Short task: Return the lines of the items below, unchanged, starting at the line holding "Target: man's hand" and ending at the line holding "x=334, y=208", with both of those lines included.

Object position labeling entries:
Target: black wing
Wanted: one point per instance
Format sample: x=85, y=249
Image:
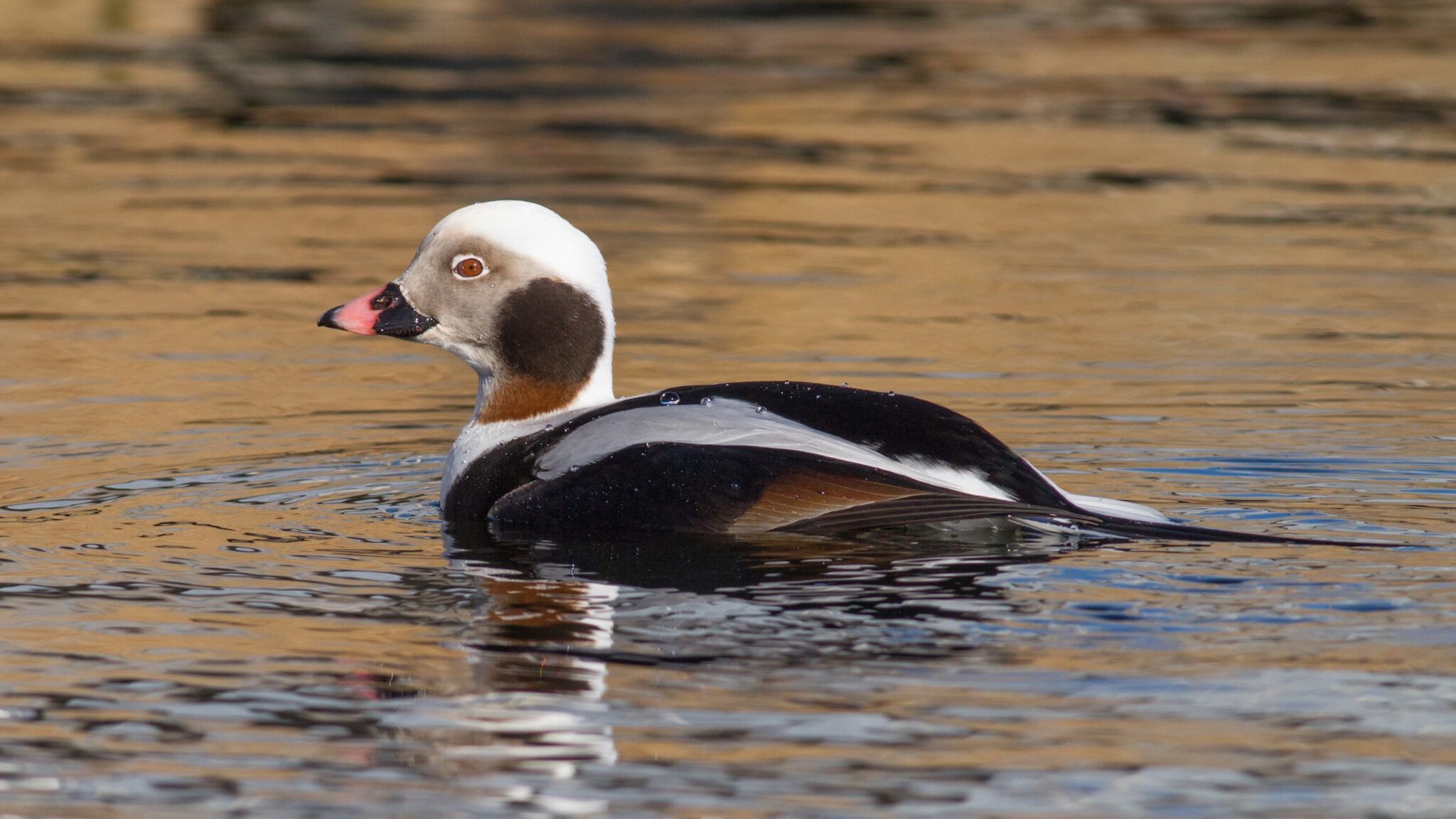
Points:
x=739, y=490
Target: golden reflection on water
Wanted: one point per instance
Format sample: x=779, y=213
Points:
x=1181, y=254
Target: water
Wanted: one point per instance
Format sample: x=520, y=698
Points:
x=1194, y=255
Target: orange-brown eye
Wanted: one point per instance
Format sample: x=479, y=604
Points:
x=469, y=267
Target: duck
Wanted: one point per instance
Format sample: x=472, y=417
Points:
x=522, y=296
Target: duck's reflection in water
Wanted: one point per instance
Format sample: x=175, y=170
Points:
x=557, y=616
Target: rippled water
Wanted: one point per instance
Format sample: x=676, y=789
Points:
x=1189, y=254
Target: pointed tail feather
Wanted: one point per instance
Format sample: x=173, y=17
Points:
x=1147, y=531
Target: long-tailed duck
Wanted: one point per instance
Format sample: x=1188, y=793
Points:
x=522, y=296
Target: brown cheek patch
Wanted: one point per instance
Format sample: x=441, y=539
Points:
x=523, y=397
x=551, y=331
x=808, y=494
x=550, y=337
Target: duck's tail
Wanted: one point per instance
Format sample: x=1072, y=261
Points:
x=1150, y=531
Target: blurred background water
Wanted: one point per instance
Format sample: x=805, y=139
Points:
x=1194, y=254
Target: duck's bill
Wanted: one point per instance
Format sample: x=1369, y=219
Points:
x=379, y=312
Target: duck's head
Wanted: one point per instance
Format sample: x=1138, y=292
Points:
x=518, y=294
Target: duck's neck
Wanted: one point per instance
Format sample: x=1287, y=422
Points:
x=505, y=397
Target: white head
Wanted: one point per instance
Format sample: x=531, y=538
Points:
x=518, y=294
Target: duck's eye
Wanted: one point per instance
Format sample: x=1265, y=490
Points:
x=468, y=267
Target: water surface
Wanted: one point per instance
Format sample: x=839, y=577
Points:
x=1194, y=255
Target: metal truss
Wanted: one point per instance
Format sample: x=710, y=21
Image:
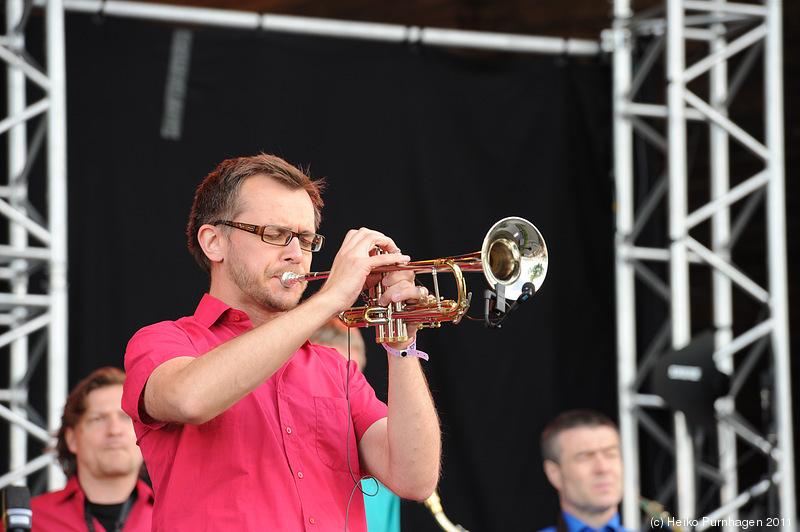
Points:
x=694, y=173
x=33, y=252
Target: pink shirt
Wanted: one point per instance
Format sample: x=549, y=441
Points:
x=274, y=461
x=64, y=510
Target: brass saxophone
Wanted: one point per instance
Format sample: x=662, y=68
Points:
x=435, y=506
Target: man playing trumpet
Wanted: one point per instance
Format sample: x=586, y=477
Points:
x=245, y=425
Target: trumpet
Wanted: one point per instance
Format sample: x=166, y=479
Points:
x=513, y=259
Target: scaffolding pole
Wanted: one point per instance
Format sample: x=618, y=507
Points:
x=694, y=43
x=35, y=243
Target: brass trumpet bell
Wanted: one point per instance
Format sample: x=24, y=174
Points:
x=513, y=259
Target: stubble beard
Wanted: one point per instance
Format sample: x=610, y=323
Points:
x=255, y=288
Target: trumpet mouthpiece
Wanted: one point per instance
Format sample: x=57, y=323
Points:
x=289, y=279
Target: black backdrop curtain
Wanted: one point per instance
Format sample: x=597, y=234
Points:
x=429, y=146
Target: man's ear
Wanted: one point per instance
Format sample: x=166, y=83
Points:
x=69, y=439
x=553, y=472
x=212, y=242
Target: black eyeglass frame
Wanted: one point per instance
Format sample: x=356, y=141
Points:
x=315, y=241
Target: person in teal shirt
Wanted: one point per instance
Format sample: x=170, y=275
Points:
x=381, y=504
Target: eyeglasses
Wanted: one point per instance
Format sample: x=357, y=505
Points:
x=278, y=236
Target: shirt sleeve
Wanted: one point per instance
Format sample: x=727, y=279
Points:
x=365, y=405
x=149, y=348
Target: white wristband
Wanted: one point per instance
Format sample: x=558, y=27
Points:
x=409, y=351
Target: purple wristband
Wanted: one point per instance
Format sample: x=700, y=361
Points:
x=410, y=351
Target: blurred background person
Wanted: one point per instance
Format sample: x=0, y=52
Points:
x=582, y=458
x=97, y=450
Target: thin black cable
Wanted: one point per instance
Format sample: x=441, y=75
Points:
x=356, y=483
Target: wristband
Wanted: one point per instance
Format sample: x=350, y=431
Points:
x=409, y=351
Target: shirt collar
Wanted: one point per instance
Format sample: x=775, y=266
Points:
x=211, y=309
x=576, y=525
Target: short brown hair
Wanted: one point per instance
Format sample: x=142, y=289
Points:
x=569, y=420
x=75, y=407
x=217, y=197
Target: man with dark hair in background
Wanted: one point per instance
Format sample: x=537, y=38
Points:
x=97, y=450
x=583, y=461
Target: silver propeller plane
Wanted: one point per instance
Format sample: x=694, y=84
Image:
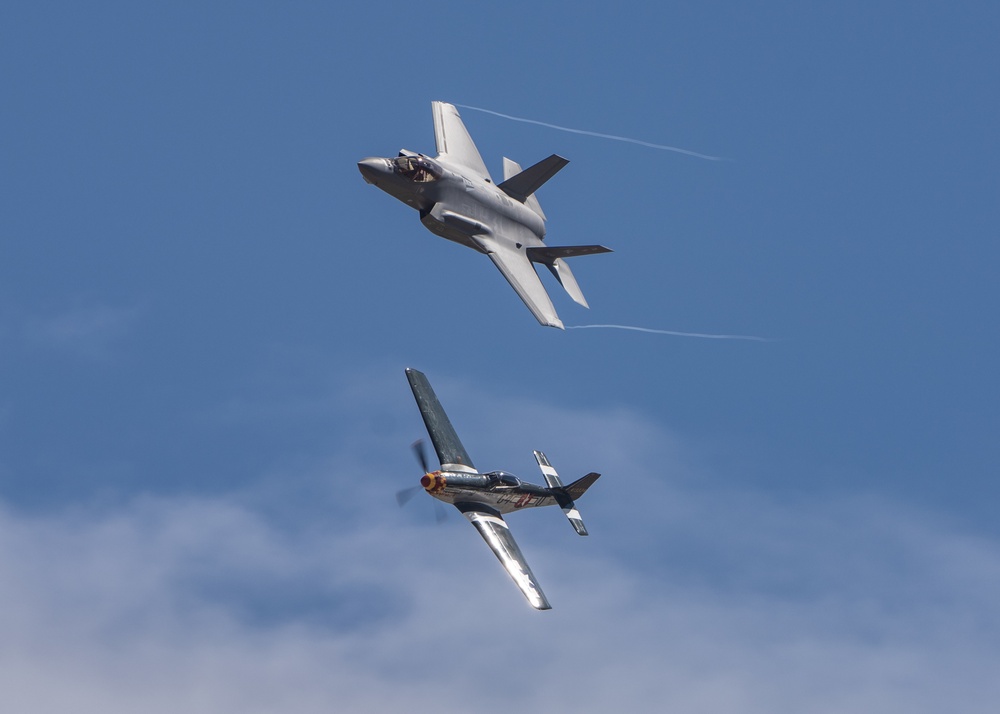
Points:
x=484, y=498
x=458, y=200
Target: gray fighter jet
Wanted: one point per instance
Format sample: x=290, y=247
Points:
x=458, y=200
x=483, y=498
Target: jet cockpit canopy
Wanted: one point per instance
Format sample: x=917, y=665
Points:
x=418, y=169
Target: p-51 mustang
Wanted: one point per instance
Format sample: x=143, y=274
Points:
x=458, y=200
x=484, y=498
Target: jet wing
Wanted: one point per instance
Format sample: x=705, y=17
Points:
x=520, y=273
x=450, y=451
x=453, y=140
x=493, y=528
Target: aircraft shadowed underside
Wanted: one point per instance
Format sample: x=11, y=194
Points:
x=458, y=200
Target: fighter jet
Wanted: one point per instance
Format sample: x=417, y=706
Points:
x=458, y=200
x=484, y=498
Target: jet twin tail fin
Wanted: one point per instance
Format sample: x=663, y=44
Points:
x=521, y=184
x=566, y=495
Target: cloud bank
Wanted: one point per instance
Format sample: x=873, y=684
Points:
x=691, y=595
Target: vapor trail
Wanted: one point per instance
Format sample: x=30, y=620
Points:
x=673, y=332
x=662, y=147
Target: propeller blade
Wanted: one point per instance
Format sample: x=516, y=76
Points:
x=420, y=449
x=440, y=515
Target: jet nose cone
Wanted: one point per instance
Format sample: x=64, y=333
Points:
x=372, y=168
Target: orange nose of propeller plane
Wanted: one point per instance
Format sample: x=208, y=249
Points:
x=433, y=481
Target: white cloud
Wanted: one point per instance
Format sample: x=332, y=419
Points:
x=686, y=597
x=89, y=330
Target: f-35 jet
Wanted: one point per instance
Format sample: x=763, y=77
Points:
x=484, y=498
x=458, y=200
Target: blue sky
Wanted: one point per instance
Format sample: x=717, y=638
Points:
x=205, y=314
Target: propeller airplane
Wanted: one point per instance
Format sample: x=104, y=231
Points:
x=483, y=498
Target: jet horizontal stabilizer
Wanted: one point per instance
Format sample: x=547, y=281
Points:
x=522, y=185
x=549, y=254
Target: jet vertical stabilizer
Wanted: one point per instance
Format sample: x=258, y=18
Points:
x=510, y=169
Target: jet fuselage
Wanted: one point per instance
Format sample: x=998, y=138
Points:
x=453, y=202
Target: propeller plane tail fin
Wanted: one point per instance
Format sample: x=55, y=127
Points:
x=566, y=495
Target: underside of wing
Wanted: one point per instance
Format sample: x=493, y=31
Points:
x=493, y=528
x=450, y=451
x=514, y=264
x=453, y=140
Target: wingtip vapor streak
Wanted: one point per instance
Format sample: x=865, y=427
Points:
x=458, y=200
x=483, y=498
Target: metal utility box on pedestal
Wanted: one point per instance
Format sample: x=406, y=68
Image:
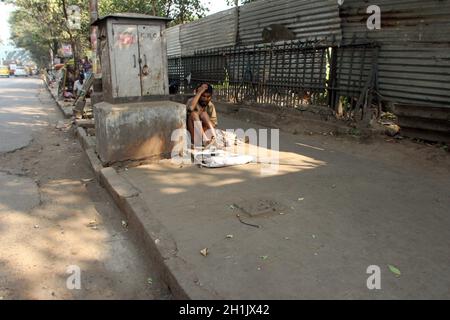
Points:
x=133, y=56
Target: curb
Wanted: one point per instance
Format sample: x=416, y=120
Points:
x=159, y=246
x=150, y=235
x=68, y=113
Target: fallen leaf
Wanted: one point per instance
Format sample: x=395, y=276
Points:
x=394, y=270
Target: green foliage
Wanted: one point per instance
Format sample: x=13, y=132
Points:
x=41, y=25
x=240, y=2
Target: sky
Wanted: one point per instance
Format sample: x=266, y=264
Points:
x=5, y=10
x=215, y=5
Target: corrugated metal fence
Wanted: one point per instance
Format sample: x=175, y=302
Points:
x=410, y=65
x=414, y=39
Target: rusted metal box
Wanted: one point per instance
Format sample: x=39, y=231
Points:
x=133, y=56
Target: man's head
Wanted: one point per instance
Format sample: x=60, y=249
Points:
x=206, y=97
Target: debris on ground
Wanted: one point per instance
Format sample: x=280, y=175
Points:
x=394, y=270
x=93, y=224
x=248, y=224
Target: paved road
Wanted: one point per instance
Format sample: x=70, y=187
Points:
x=53, y=214
x=20, y=112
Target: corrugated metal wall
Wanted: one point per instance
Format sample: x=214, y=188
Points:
x=173, y=41
x=414, y=61
x=214, y=31
x=307, y=19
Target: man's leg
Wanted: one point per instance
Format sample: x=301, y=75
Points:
x=208, y=126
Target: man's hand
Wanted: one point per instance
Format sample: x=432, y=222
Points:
x=202, y=89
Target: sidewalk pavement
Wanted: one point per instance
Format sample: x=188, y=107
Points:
x=334, y=208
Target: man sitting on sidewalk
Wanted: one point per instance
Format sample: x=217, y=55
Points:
x=202, y=116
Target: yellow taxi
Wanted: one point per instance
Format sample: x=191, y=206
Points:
x=4, y=71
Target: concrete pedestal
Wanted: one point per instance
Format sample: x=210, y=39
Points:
x=137, y=131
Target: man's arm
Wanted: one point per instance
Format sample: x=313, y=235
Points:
x=197, y=97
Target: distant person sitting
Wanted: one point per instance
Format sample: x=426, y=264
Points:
x=78, y=85
x=202, y=116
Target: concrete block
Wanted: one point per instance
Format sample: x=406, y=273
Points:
x=97, y=97
x=137, y=131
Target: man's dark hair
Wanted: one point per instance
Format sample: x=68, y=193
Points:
x=210, y=88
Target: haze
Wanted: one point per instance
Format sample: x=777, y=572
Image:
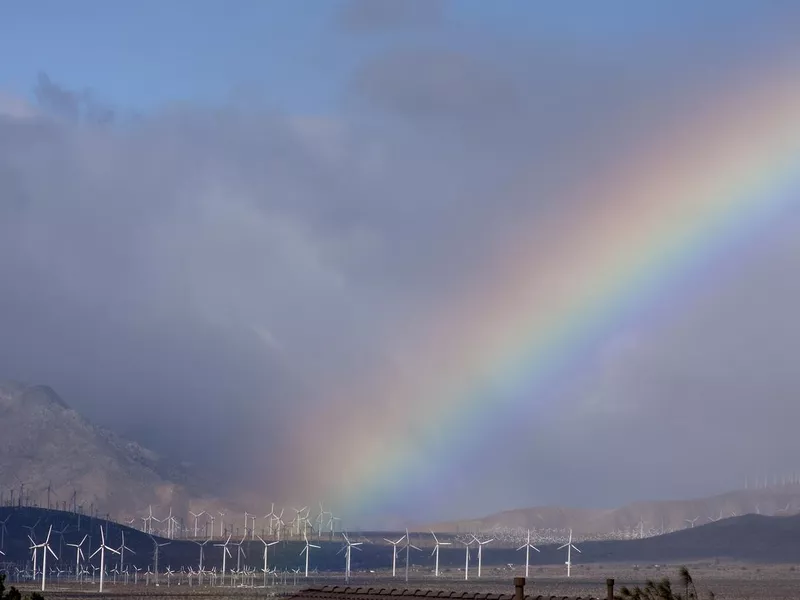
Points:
x=216, y=221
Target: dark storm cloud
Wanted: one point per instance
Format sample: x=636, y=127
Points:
x=380, y=15
x=205, y=280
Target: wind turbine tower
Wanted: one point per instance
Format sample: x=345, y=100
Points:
x=569, y=548
x=409, y=545
x=266, y=549
x=528, y=547
x=466, y=560
x=45, y=546
x=350, y=546
x=102, y=550
x=304, y=550
x=436, y=551
x=78, y=556
x=225, y=554
x=480, y=552
x=394, y=552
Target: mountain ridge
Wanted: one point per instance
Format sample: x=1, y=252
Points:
x=52, y=453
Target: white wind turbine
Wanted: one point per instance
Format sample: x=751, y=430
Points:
x=332, y=523
x=279, y=525
x=200, y=566
x=122, y=549
x=528, y=547
x=78, y=556
x=269, y=517
x=466, y=561
x=225, y=554
x=569, y=546
x=394, y=552
x=102, y=550
x=480, y=552
x=408, y=547
x=196, y=516
x=266, y=549
x=305, y=550
x=45, y=546
x=297, y=519
x=3, y=531
x=436, y=551
x=348, y=552
x=240, y=553
x=221, y=522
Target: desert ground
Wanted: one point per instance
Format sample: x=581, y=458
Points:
x=734, y=581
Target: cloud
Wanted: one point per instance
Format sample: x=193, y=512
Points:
x=206, y=280
x=380, y=15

Answer for this exercise:
Target: man's hand
Wanted: one point per instance
Format sample: x=432, y=222
Points:
x=202, y=89
Target: sidewalk pavement
Wanted: one point per instance
Format sample: x=188, y=107
Points:
x=334, y=208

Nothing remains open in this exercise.